- What is asked -
You are to retype all of the data exactly as it appears.

- Given information -

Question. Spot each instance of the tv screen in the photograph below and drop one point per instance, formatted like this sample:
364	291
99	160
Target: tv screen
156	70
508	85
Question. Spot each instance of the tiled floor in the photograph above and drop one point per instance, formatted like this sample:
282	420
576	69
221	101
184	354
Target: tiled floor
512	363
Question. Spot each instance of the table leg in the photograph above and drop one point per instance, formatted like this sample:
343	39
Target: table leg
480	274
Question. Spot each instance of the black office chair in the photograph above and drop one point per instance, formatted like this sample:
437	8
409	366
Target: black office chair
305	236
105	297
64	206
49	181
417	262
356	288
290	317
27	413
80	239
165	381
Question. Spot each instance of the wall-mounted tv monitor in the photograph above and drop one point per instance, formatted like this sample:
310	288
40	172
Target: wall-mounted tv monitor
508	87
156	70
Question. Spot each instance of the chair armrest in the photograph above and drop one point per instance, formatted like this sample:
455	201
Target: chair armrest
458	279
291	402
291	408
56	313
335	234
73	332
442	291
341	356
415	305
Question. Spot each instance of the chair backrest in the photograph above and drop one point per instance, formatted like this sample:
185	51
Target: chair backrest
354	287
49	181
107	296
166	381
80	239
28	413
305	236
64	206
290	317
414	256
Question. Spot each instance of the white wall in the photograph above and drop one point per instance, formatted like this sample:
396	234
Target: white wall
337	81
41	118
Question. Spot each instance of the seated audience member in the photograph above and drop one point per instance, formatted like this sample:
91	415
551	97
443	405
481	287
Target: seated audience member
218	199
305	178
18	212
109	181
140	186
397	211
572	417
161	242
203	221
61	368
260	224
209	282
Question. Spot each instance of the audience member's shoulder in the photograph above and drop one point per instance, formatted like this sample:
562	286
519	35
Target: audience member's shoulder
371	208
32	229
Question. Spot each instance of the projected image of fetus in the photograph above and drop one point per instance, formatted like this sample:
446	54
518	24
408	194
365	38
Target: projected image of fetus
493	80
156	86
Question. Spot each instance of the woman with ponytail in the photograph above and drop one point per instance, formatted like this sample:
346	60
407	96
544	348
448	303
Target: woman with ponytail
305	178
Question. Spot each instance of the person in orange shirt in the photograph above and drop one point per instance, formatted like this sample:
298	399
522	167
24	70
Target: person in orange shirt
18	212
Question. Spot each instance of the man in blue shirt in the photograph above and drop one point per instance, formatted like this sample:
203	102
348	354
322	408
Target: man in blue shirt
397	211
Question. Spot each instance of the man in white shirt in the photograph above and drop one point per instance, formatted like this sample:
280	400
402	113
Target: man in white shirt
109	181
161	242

- Result for this exercise -
Question. Spot each instance of the tv screen in the photograph below and drop one point per instance, formatted like this sample:
364	291
99	160
Target: tv screen
156	70
508	85
Question. Spot each instance of the tiled floor in the photograph above and drop one point per instance, formatted like this sample:
282	420
576	69
221	101
184	354
Target: tiled floor
512	363
Question. Spot each instance of the table leg in the photograph above and drop one point per instance, formatted like this sample:
343	39
Target: table leg
480	274
Question. Spot each instance of the black office chair in the photograph above and drop one point per instance, formatted like this sample:
437	8
409	366
Target: black office chair
305	236
105	297
64	206
49	181
417	262
356	288
290	317
27	413
80	239
165	381
Question. Spot each instance of the wall-mounted tv monitor in the photograph above and drop one point per instance, formatted like this sample:
310	288
40	172
Target: wall-mounted tv monitor
508	87
156	70
Question. Spot each instance of the chair armrest in the photograph above and drop one point per instance, formatted like this sample:
455	201
Target: chair armrest
458	279
291	402
291	408
56	313
335	234
73	332
442	291
341	356
415	305
Question. Spot each instance of the chair backrest in the photograph above and drop one point per instance, formatted like this sample:
185	51
Target: chair backrest
354	287
49	181
107	296
166	381
80	239
28	413
305	236
64	206
290	317
414	256
Question. Spot each instance of the white wall in the photograph above and drop one point per instance, formatted like this sample:
396	234
Target: white wall
337	81
41	118
Question. Spot each instance of the seated audience member in the photograph above and drop one point per instance, formatted like this sample:
91	415
551	97
443	405
481	287
Target: seated audience member
218	199
305	178
18	212
109	181
140	186
397	211
572	417
161	242
203	221
61	368
260	224
209	282
Question. Spot each instance of the audience member's shoulder in the photograph above and drop one point per instance, formatted like this sample:
562	286
519	35
Target: audience member's shoulder
371	208
32	229
Question. Spot each instance of the projected image of fetus in the photograph above and drop one point per instance, formatted like this sample:
446	54
518	24
408	194
365	38
Target: projected image of fetus
493	80
156	86
Question. Spot each instance of the woman with ponytail in the photograph above and drop one point per instance, formatted like this sample:
346	60
407	96
544	348
448	303
Target: woman with ponytail
305	178
Question. Spot each instance of the person in orange shirt in the photograph above and drop one point per instance, formatted like this sample:
298	399
522	167
24	70
Target: person in orange shirt
18	212
Question. Spot each instance of the man in blue shirt in the photograph above and drop one point per instance, formatted like this sample:
203	102
348	354
322	408
Target: man in blue shirt
397	211
Question. Spot each instance of the man in white shirt in the photograph above and drop one point per instance, formatted like this sample:
280	400
402	113
Target: man in white shirt
109	181
161	242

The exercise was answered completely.